►
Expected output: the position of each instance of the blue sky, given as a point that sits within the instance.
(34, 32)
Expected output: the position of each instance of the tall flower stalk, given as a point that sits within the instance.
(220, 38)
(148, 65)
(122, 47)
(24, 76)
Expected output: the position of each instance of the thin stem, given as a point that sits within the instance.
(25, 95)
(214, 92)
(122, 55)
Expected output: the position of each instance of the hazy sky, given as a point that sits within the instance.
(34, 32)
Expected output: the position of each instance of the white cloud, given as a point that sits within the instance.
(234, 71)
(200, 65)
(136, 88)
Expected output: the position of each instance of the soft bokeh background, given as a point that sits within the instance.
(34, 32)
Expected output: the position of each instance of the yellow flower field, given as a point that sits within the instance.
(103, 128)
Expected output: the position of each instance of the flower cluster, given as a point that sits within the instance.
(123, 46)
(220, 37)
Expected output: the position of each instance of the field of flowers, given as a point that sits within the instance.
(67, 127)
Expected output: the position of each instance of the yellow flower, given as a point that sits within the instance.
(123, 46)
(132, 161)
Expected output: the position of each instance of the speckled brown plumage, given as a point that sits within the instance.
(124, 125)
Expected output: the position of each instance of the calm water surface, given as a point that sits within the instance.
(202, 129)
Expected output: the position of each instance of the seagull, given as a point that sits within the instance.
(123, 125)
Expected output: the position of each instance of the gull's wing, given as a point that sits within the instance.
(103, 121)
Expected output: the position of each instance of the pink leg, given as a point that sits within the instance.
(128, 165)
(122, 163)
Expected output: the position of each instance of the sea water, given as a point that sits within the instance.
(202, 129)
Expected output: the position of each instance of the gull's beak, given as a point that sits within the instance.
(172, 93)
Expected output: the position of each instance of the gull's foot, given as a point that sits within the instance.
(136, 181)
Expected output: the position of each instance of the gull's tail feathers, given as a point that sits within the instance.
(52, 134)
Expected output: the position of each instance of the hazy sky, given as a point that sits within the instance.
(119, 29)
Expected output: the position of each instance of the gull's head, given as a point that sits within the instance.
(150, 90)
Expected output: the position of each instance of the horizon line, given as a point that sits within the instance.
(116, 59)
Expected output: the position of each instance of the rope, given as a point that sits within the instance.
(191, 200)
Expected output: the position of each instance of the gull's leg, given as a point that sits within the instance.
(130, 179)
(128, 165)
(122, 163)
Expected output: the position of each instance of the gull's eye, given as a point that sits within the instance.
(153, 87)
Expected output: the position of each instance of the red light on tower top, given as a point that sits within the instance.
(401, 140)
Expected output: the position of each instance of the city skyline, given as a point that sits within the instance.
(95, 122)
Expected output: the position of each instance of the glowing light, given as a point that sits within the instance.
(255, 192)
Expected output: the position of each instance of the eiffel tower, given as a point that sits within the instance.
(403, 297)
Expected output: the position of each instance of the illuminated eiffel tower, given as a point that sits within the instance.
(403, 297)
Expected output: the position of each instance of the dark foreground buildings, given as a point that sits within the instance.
◄
__Goal of the exercise__
An identical copy of the entries above is the expected result.

__Expected output__
Expected output: the position of each instance of the blue sky, given as a point that sits within the instance.
(34, 32)
Expected output: the position of each instance of the tall flower stalk, given as a point that sits within the instance.
(220, 38)
(148, 65)
(122, 47)
(24, 76)
Expected output: the position of each instance of the thin stem, given as a point that sits within the instance.
(25, 95)
(214, 92)
(122, 55)
Expected output: the position of each instance of the hazy sky, given as a point that sits within the instance.
(34, 32)
Expected output: the position of each instance of the white cloud, given as a point that sits within the instance.
(234, 71)
(200, 65)
(136, 88)
Expected output: the position of each instance of the soft bokeh background, given as a point that sits within the instance.
(34, 32)
Expected output: the position of each instance of the yellow flower field, given as a point that sits within the instance.
(103, 128)
Expected output: the position of each instance of the flower cluster, given as a point that sits within the instance.
(123, 46)
(220, 37)
Expected output: the position of each instance of the field of flowers, given as a point that sits within the instance.
(67, 127)
Expected output: the position of each instance of the yellow flower, given as a point that sits within the instance.
(123, 46)
(132, 161)
Expected output: the position of each instance of the speckled brown plumage, given as a point that sits within the instance.
(124, 125)
Expected output: the position of each instance of the calm water surface, given as a point that sits within the instance.
(202, 129)
Expected output: the position of each instance of the seagull, given as a point that sits within the instance.
(123, 125)
Expected output: the position of each instance of the gull's wing, given as a point that sits within the instance.
(103, 121)
Expected output: the position of each instance of the pink leg, given as a point that sits within the instance.
(128, 165)
(122, 163)
Expected output: the position of each instance of the sea water, given as a point that sits within the instance.
(202, 129)
Expected output: the position of each instance of the gull's beak, given as a point that sits within the instance.
(172, 93)
Expected output: the position of each instance of the gull's foot, given as a point that sits within the instance.
(136, 181)
Expected output: the position of each instance of the gull's tail feathers, given as a point that sits within the instance.
(52, 134)
Expected output: the position of each instance of the hazy sky, given as a point that sits within the instance.
(119, 29)
Expected output: the position of each instance of the gull's head, given as a point that sits within the instance.
(150, 90)
Expected output: the position of each instance of the horizon line, given as a point that sits within the instance.
(116, 59)
Expected output: the position of each instance of the rope, given as a point that sits within the instance.
(191, 200)
Expected output: the position of each instance of the gull's leg, given as a point that sits within the instance.
(130, 179)
(128, 165)
(122, 163)
Expected output: the position of each instance of the gull's eye, given as a point that sits within the instance.
(153, 87)
Expected output: the position of each instance of the red light on tower top, given as a point that sits within the instance.
(401, 140)
Expected output: the position of each instance of the city skyline, given as a point that sits within the instance.
(95, 122)
Expected output: the position of each instance of the glowing light, given as a point that sits within the instance.
(255, 192)
Expected output: the position of each instance of the eiffel tower, given as a point that sits within the instance.
(403, 297)
Expected output: the position of each instance of the illuminated eiffel tower, given as a point that sits within the instance.
(403, 297)
Expected output: the position of each instance of the dark foreground buildings, given as a point that sits within the instance.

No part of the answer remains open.